◆ **GOAL 1**: In the passage on US maritime liability rules, above what amount of property damage must a casualty be reported to the US Coast Guard?
◆ **GOAL 2**: Return the section of the passage on US maritime liability rules starting at "The Oil Pollution" and ending at "of third parties.".

◆ **SOURCE PASSAGE**:
--- start ---

What rules and procedures (under both domestic and international law) apply to the prevention of, liability for and remedy of:

(a) Collision?

The United States has incorporated the International Regulations for Preventing Collisions at Sea by statute. Separate but similar rules apply to the country’s inland waters. The United States is not a party to the 1910 Brussels Collision Convention. Collision law is based on fault, including proportionate fault, but is different from international law.

Casualties – including incidents causing injury or death, grounding, bridge strike, environmental harm or property damage in excess of $25,000, – must be reported to the US Coast Guard (USCG).

(b) Oil pollution?

The Oil Pollution Act of 1990 provides the framework for liability for discharge of petroleum products into or upon navigable waters, shorelines or the US exclusive economic zone. Generally the responsible party (for vessels in particular, an owner, operator or demise charterer) is liable for damages, including costs of removal, damage to natural resources and property, lost revenues and profits. The act identifies defences to liability, including acts of god, war and acts of third parties.

Responding to oil pollution is primarily the responsibility of the USCG. Its National Response Centre is the point of contact for reporting oil spills.

The USCG aggressively enforces criminal laws against the discharge of oily waste water (‘magic pipe cases’) and related record-keeping violations, and maintains a whistle-blower bounty programme to encourage the reporting of discharge violations.

(c) Other environmental damage caused by a ship?

The United States has ratified the International Convention for the Prevention of Pollution from Ships (MARPOL 73/78) and its annexes, excluding Annex IV. The Act to Prevent Pollution from Ships implements MARPOL and its annexes. This act applies to vessels in US waters and US-flagged ships worldwide. The USCG and Environmental Protection Agency (EPA) are the principal agencies involved in rulemaking and enforcement under US environmental laws. 

The United States maintains International Maritime Organisation (IMO) designated emission control areas – implementing MARPOL Annex VI – that apply sulphur fuel and engine nitrogen oxide standards to vessels operating off the United States, Puerto Rico and the US Virgin Islands.

--- end ---

◆ **RECORDED DATA**:
--- start ---

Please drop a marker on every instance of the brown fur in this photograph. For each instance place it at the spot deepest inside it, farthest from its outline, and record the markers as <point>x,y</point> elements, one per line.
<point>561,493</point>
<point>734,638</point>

--- end ---

◆ **COMPLETE OUTPUT 1**: $25,000

◆ **COMPLETE OUTPUT 2**:
The Oil Pollution Act of 1990 provides the framework for liability for discharge of petroleum products into or upon navigable waters, shorelines or the US exclusive economic zone. Generally the responsible party (for vessels in particular, an owner, operator or demise charterer) is liable for damages, including costs of removal, damage to natural resources and property, lost revenues and profits. The act identifies defences to liability, including acts of god, war and acts of third parties.